COMPLETE THE FOLLOWING:
a: According to the hot flash review summary, roughly what share of menopausal women experience hot flashes?
b: Copy the hot flash review summary word for word from "What was reviewed?" to "Who was reviewed?".

EXTRACT PROVIDED:
Menopausal Hot Flashes: A Concise Review Original paper

What was reviewed?

This comprehensive review article synthesizes current knowledge on menopausal hot flashes (HFs), focusing on epidemiology, pathophysiology, risk factors, and a stepwise approach to management. The review covers a spectrum of treatment options, including hormonal, nonhormonal, and alternative therapies, and highlights recent research on neuropeptides and genetic factors. Special emphasis is placed on the neuroendocrine mechanisms underlying HFs, such as the roles of estrogen deficiency, serotonin, norepinephrine, and the kisspeptin-neurokinin B-dynorphin (KNDy) neuronal system, alongside the potential involvement of calcitonin gene-related peptide (CGRP). The review integrates findings from epidemiological studies, clinical trials, and mechanistic research, providing clinicians with an updated framework for understanding and managing HFs.

Who was reviewed?

The article synthesizes findings from numerous population-based studies, meta-analyses, clinical trials, and basic science investigations involving peri- and postmenopausal women worldwide. The review draws on data from diverse geographic populations, including Indian, Turkish, Australian, European, North American, South American, and Asian cohorts, to frame the global prevalence and heterogeneity of HFs. Evidence is also incorporated from genetic association studies, neuroendocrine research in both human and animal models, and clinical trials assessing pharmacologic and nonpharmacologic treatments. Special consideration is given to subgroups such as women with breast cancer and those with specific contraindications to hormone replacement therapy.

Most important findings

Hot flashes affect approximately 85% of menopausal women, with duration and severity varying widely by geography, genetics, and lifestyle. Obesity, African descent, lower socioeconomic status, premenstrual syndrome, sedentary lifestyle, and smoking are consistently associated risk factors. Genetic variants, particularly in the tachykinin receptor 3 (NK3R) gene, have emerged as key contributors to vasomotor symptom susceptibility, offering potential targets for personalized therapy. The pathophysiology of HFs centers on hypothalamic thermoregulatory dysfunction, with estrogen deficiency, altered serotonin and norepinephrine signaling, and activation of the KNDy neuronal system (notably neurokinin B) all implicated. The review highlights the role of CGRP, a potent vasodilator, in mediating peripheral symptoms of HFs, underlining the complex neuropeptide interplay. Standard management prioritizes hormonal replacement therapy (HRT) for moderate-to-severe HFs, with selective serotonin and norepinephrine reuptake inhibitors (SSRIs/SNRIs) as effective nonhormonal alternatives. Gabapentin and other agents are reserved for specific scenarios or refractory cases. Novel therapies under investigation include neurokinin 3 receptor antagonists and stellate ganglion block. While alternative therapies (such as acupuncture and plant-based treatments) show promise in small studies, robust evidence remains limited.

Key implications

The review underscores the multifactorial, neuroendocrine basis of menopausal hot flashes, highlighting opportunities for targeted interventions beyond conventional HRT. The emerging roles of neuropeptides such as neurokinin B and CGRP, as well as genetic susceptibility loci, provide fertile ground for future research and development of individualized therapies. Clinicians are advised to adopt a stepwise, patient-centered approach to management, balancing symptom severity, comorbidities, and patient preferences. The integration of nonhormonal and alternative therapies may further expand treatment options, especially for women with contraindications to HRT. For microbiome researchers and clinicians, the article’s neuroendocrine focus suggests indirect but important avenues for exploring gut-brain axis and microbial modulation of neuropeptide pathways in menopausal symptomatology.

GIVEN RECORDS:
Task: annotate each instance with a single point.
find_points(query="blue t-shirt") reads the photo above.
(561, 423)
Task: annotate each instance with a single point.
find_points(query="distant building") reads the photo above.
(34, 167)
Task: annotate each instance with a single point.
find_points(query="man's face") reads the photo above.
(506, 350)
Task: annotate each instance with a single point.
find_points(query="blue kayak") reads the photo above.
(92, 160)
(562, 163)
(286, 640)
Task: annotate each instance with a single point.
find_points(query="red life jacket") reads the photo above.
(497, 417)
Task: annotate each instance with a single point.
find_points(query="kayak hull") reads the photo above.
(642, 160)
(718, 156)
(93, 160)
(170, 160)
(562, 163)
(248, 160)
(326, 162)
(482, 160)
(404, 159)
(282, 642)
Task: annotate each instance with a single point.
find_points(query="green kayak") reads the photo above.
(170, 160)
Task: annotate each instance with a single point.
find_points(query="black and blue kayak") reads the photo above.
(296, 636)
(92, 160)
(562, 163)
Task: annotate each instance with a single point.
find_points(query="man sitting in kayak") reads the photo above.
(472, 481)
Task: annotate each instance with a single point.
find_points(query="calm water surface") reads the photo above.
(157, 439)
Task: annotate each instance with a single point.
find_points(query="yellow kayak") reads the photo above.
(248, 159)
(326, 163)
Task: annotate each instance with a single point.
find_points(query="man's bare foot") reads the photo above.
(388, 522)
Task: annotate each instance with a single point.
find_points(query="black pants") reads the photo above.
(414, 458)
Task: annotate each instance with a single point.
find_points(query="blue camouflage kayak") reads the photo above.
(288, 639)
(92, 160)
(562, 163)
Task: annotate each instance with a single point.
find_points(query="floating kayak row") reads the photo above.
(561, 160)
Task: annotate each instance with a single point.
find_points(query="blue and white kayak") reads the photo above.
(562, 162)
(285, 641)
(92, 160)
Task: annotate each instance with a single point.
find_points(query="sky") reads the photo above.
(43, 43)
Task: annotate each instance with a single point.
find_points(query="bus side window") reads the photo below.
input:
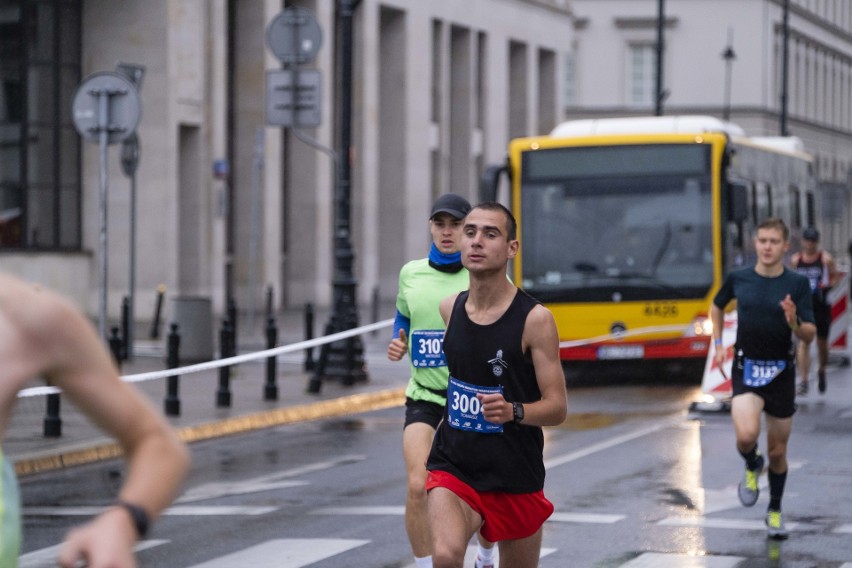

OUTPUTS FOR THE TASKS:
a: Approximately 85%

b:
What was reviewed?

This comprehensive review article synthesizes current knowledge on menopausal hot flashes (HFs), focusing on epidemiology, pathophysiology, risk factors, and a stepwise approach to management. The review covers a spectrum of treatment options, including hormonal, nonhormonal, and alternative therapies, and highlights recent research on neuropeptides and genetic factors. Special emphasis is placed on the neuroendocrine mechanisms underlying HFs, such as the roles of estrogen deficiency, serotonin, norepinephrine, and the kisspeptin-neurokinin B-dynorphin (KNDy) neuronal system, alongside the potential involvement of calcitonin gene-related peptide (CGRP). The review integrates findings from epidemiological studies, clinical trials, and mechanistic research, providing clinicians with an updated framework for understanding and managing HFs.

Who was reviewed?